Revise the records below, replacing each "sample" with "template" and keeping all other text unchanged. Leave the pictures out.

=== Records ===

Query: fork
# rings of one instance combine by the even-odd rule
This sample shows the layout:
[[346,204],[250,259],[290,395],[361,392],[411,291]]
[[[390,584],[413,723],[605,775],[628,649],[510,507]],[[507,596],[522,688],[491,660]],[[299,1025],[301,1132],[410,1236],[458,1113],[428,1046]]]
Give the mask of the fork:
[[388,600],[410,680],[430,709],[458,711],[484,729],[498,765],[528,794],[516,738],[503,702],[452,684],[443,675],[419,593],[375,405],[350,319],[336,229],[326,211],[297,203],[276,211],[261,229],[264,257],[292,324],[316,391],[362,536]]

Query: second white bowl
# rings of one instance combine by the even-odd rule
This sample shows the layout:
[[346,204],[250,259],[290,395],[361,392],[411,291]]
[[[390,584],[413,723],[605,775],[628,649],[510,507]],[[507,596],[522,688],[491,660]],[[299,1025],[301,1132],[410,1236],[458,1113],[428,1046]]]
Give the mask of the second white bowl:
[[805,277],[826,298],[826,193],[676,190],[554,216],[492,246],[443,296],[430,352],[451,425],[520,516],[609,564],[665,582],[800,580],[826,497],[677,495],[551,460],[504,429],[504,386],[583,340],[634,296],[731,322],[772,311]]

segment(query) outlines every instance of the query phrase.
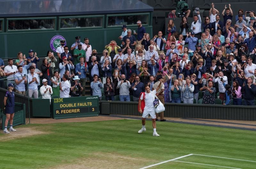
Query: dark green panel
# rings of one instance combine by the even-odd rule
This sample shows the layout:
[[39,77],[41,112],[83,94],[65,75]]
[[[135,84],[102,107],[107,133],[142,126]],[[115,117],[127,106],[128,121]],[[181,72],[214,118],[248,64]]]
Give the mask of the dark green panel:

===

### Worked answer
Query: fork
# rings of one instance combine by the even-odd rule
This template shows the layout:
[[346,204],[250,259],[290,395],[361,392],[411,291]]
[[[390,584],[413,723],[605,775],[628,649],[510,507]],[[507,596],[522,688],[491,660]],[[299,1025],[301,1132],[410,1236],[458,1113],[428,1046]]]
Give the mask of the fork:
[[388,600],[410,680],[430,709],[458,711],[484,729],[498,765],[528,794],[516,738],[503,702],[452,684],[443,675],[419,593],[375,405],[350,319],[336,229],[326,211],[297,203],[276,211],[261,229],[264,257],[292,324],[316,391],[362,536]]

Query: second white bowl
# rings of one instance combine by the even-odd rule
This template shows the layout:
[[346,204],[250,259],[290,395],[361,392],[411,291]]
[[[390,584],[413,723],[605,775],[628,649],[510,507]],[[507,596],[522,688],[491,660]],[[299,1025],[301,1132],[410,1236],[458,1113],[428,1046]]]
Give the mask of the second white bowl:
[[805,277],[826,298],[826,193],[676,190],[554,216],[492,246],[443,296],[430,352],[451,425],[520,516],[609,564],[665,582],[800,580],[826,497],[677,495],[551,460],[504,429],[504,386],[583,340],[634,296],[731,322],[772,311]]

segment(query) outlines every instance of the query phrase.
Query: dark green panel
# rings of one instance combine by the even-odd rule
This template shows the layout:
[[39,77],[41,112],[83,94],[65,75]]
[[[135,84],[102,107],[107,133],[142,126]],[[115,117],[127,106],[128,121]],[[181,72],[214,118],[248,64]]]
Give the mask of the dark green panel:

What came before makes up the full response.